PROVIDED RECORDS:
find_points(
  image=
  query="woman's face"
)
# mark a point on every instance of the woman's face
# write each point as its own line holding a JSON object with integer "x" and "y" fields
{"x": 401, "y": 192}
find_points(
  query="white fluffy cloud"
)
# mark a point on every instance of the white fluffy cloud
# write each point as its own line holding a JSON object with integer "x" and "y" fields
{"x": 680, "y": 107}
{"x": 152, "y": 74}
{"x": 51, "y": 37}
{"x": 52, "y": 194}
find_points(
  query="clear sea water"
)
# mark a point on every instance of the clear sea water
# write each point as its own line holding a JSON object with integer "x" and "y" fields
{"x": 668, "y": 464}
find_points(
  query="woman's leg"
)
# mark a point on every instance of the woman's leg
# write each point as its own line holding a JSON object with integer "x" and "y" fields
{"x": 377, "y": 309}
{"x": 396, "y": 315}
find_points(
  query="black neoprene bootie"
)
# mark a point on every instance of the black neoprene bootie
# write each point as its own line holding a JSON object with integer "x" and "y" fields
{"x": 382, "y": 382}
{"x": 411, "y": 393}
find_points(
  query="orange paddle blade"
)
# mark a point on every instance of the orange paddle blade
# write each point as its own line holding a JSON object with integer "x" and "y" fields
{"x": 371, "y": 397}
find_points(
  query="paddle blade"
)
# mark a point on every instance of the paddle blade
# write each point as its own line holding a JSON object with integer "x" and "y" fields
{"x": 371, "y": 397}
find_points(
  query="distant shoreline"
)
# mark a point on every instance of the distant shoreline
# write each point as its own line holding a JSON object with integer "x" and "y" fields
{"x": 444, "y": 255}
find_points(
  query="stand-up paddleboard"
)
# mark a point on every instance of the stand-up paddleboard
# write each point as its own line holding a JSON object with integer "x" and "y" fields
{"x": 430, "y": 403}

PROBLEM DESCRIPTION:
Gather every line from the entries above that contains the word "cloud" and list those lines.

SOLUTION TO THE EXERCISE:
  query="white fluffy cloud"
# mark a point on every instance of the white fluffy cloud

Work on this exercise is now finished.